Task directions - Could you turn everything in the records below, from the line containing "Would you say there is any shower curtain" down to the line containing "left=153, top=53, right=446, bottom=469", both included, into a JSON list of strings with one string per line and blank lines left out?

---------- Data for this exercise

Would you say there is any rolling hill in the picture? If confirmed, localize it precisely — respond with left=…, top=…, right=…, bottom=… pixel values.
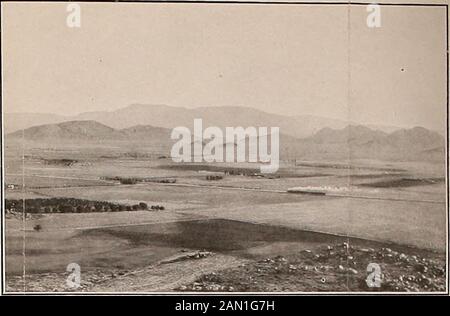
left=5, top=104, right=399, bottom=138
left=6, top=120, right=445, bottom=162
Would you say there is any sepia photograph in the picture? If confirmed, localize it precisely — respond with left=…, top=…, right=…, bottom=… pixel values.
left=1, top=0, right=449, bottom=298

--------------------
---------- Data for this exercise

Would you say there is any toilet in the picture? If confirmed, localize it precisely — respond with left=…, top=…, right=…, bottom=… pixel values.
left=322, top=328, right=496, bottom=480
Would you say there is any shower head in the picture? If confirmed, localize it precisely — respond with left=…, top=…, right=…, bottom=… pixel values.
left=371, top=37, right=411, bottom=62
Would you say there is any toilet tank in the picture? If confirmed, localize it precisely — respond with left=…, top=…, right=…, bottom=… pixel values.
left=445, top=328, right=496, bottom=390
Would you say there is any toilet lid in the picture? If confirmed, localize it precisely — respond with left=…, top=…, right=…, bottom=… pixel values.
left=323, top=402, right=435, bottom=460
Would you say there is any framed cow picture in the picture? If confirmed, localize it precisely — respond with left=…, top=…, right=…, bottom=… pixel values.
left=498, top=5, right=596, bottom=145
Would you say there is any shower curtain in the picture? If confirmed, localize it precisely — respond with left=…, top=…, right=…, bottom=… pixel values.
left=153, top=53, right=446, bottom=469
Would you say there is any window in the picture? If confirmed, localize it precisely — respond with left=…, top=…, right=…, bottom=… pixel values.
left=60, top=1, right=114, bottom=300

--------------------

Expected output -
[
  "Would you say there is any shower curtain in the picture? If confirmed, localize it precisely — respond with left=…, top=…, right=…, bottom=… pixel values.",
  "left=153, top=53, right=446, bottom=469"
]